WORK TO COMPLETE:
Please swap "foliage" for "leaves" in all the rows below, changing nothing else, and leave the pictures out of your reply.

MATERIAL SHOWN:
===

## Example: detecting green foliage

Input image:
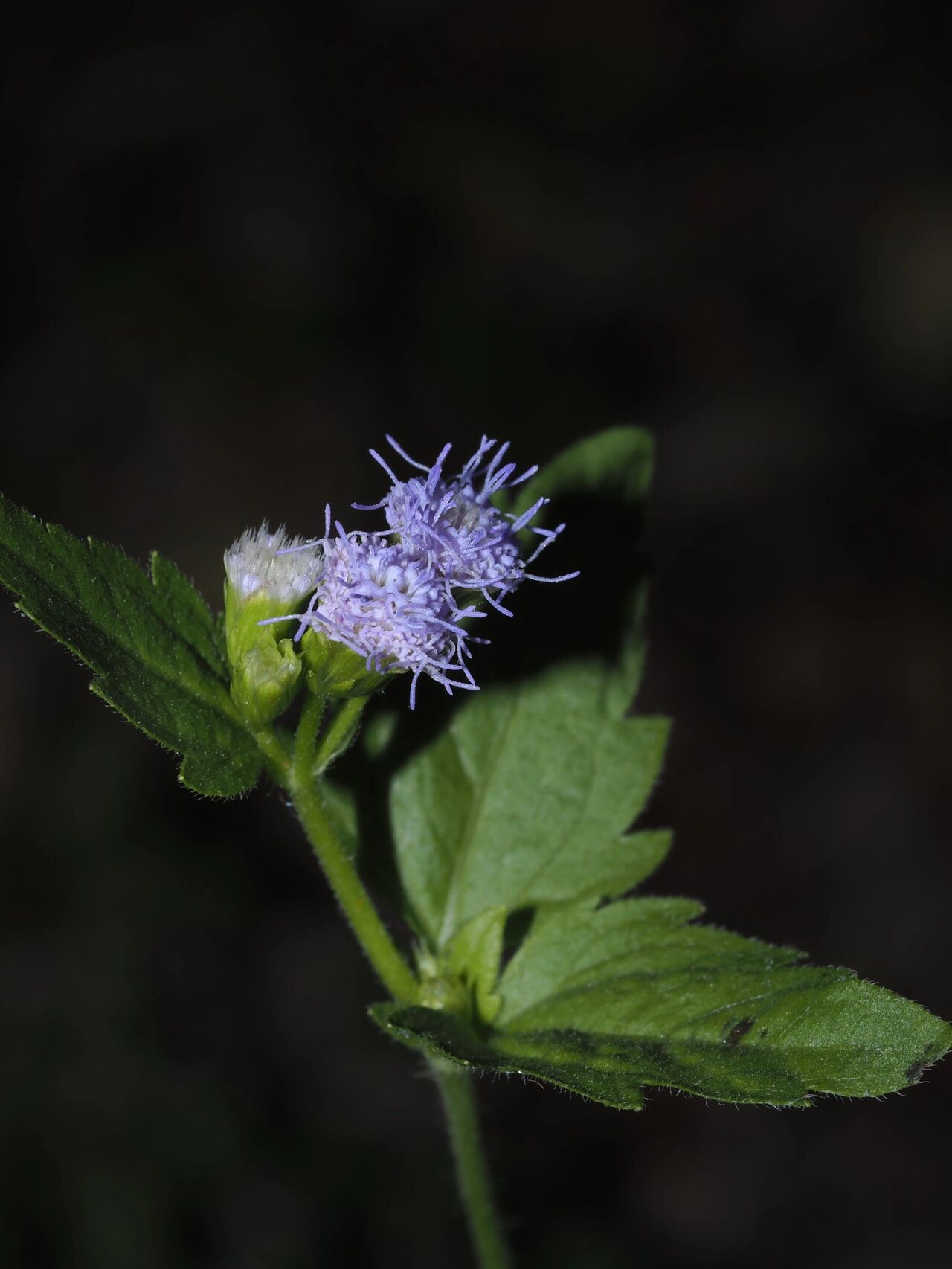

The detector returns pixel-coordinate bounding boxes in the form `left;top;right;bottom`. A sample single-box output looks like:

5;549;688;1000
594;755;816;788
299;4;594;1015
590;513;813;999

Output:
374;899;952;1111
381;428;952;1109
0;495;260;797
517;428;655;512
391;663;668;949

===

TASK ANSWER:
## Example: detecting green leaves

Input image:

The detector returns pixel-coordinate bounding boxes in the form `left;top;right;bottom`. A sample single-box output looks like:

5;549;688;1000
594;755;816;788
299;4;594;1015
590;513;813;999

Output:
374;899;952;1111
381;428;952;1109
0;495;260;797
517;428;655;512
391;663;668;949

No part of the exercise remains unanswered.